Raw records:
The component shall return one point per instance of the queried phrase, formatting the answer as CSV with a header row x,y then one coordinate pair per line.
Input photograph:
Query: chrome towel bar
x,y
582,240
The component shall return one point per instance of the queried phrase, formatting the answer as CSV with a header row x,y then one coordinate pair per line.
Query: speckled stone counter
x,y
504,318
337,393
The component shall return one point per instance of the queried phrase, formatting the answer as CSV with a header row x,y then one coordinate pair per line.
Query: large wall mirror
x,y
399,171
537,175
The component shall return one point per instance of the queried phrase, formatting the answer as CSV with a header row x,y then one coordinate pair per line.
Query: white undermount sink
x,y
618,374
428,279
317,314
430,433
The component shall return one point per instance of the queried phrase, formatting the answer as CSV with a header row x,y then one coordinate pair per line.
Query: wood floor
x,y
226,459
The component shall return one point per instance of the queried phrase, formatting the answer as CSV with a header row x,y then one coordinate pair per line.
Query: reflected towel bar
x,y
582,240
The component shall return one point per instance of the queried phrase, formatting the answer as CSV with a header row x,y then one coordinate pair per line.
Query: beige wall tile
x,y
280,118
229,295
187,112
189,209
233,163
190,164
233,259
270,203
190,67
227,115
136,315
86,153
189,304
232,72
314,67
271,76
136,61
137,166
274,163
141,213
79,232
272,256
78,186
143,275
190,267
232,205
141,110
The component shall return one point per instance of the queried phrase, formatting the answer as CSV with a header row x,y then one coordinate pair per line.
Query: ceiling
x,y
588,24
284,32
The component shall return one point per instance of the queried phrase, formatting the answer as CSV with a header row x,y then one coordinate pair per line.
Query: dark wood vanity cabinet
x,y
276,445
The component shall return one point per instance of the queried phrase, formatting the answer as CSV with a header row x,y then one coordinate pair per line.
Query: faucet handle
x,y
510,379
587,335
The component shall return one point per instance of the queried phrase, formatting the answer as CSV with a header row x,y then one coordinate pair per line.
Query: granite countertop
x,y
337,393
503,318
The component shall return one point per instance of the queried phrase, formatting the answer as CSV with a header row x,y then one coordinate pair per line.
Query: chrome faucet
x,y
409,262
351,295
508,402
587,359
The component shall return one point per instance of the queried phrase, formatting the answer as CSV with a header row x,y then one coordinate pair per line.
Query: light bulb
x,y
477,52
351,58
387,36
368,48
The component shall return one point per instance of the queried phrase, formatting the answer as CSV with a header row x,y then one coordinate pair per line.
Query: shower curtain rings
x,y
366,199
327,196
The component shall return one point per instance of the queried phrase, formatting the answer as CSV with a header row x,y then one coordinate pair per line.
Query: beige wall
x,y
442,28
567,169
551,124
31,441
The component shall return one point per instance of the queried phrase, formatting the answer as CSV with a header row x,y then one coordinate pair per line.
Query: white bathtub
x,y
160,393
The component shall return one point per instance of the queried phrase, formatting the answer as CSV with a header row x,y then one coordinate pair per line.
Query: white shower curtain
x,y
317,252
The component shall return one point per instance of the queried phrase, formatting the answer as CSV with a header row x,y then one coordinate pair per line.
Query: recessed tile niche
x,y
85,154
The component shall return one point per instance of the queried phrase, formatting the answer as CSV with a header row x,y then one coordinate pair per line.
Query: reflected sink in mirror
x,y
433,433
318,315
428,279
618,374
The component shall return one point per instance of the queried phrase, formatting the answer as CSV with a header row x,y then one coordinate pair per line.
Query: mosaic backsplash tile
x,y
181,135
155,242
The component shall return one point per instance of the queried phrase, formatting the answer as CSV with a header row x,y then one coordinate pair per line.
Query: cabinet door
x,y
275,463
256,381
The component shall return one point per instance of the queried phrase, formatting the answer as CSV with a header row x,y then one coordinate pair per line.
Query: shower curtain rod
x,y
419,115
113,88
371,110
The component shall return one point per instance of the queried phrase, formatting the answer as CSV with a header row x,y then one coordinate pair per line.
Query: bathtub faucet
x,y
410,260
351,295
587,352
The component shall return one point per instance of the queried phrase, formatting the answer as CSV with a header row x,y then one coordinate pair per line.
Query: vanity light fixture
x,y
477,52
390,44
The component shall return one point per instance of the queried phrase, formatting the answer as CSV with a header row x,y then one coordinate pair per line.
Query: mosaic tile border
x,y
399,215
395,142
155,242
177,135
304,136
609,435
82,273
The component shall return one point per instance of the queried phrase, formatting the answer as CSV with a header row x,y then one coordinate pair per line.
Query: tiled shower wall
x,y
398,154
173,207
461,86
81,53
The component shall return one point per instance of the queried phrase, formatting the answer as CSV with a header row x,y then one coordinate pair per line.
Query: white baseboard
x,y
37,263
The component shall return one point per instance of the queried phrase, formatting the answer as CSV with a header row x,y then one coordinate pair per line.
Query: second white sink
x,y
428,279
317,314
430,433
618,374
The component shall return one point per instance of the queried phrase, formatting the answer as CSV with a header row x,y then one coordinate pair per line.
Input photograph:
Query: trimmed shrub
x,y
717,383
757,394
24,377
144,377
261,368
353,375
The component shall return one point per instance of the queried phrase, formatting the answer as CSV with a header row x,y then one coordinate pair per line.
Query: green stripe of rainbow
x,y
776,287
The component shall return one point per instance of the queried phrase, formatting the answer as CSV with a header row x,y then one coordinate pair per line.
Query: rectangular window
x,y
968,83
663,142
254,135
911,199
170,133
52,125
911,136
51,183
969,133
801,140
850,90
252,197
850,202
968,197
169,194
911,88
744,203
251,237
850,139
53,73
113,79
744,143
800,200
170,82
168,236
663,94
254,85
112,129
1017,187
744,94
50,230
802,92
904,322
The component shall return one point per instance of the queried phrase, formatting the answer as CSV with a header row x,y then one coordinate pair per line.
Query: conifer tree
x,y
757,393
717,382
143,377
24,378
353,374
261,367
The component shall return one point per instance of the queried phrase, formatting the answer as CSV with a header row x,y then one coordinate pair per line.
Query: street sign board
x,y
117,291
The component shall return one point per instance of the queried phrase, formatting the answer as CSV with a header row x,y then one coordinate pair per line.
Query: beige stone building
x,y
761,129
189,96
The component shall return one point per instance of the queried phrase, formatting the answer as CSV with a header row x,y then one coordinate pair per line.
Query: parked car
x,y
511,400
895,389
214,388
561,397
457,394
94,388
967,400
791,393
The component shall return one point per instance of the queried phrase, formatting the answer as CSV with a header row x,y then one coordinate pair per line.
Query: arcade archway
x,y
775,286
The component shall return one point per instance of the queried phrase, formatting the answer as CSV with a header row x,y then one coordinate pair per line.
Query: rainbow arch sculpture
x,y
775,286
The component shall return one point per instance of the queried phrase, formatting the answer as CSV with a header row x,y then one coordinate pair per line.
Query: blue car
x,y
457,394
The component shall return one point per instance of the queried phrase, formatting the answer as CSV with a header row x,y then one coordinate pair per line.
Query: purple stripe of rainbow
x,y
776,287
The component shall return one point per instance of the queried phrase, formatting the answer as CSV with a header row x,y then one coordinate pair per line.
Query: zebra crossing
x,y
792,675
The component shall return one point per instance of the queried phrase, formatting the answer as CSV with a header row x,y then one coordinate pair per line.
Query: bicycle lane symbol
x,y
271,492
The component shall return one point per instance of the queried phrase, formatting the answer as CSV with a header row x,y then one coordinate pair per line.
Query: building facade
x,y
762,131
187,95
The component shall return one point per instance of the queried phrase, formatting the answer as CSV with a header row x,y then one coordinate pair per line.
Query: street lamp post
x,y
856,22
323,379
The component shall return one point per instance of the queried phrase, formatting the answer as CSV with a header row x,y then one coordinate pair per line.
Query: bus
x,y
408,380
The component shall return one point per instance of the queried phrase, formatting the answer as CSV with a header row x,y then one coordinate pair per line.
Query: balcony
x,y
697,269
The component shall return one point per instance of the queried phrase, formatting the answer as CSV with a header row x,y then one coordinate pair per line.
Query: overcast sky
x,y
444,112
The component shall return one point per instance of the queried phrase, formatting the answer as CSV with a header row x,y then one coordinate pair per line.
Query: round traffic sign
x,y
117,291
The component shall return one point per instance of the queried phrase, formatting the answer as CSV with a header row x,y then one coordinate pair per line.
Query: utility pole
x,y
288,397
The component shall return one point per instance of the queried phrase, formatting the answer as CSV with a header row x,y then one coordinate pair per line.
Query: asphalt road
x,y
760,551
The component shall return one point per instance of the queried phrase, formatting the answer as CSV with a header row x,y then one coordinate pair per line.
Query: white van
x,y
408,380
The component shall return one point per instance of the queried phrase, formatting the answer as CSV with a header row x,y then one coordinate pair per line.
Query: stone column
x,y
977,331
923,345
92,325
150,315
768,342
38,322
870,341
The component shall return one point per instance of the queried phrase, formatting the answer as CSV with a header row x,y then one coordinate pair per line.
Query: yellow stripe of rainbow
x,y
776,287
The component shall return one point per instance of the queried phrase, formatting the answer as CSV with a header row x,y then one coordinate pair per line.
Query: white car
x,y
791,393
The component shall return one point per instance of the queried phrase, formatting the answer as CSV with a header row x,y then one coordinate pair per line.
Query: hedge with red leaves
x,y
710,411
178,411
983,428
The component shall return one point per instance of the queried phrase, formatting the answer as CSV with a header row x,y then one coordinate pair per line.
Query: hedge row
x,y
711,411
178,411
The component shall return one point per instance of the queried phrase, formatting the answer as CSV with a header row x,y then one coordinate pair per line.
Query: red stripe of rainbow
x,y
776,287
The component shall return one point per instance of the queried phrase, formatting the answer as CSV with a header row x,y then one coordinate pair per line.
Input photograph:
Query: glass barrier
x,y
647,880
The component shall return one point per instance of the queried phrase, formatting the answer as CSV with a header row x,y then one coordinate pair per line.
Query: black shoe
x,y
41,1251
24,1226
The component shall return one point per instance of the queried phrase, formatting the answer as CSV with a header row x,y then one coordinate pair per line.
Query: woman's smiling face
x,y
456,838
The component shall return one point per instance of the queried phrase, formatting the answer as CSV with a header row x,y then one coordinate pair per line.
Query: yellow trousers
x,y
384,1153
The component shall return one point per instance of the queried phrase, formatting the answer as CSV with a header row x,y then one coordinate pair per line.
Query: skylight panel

Exercise:
Please extract every line in the records above that contains the word "stripe". Case counts.

Final answer:
Query: green stripe of rainbow
Query: purple stripe of rainbow
Query: yellow stripe of rainbow
Query: red stripe of rainbow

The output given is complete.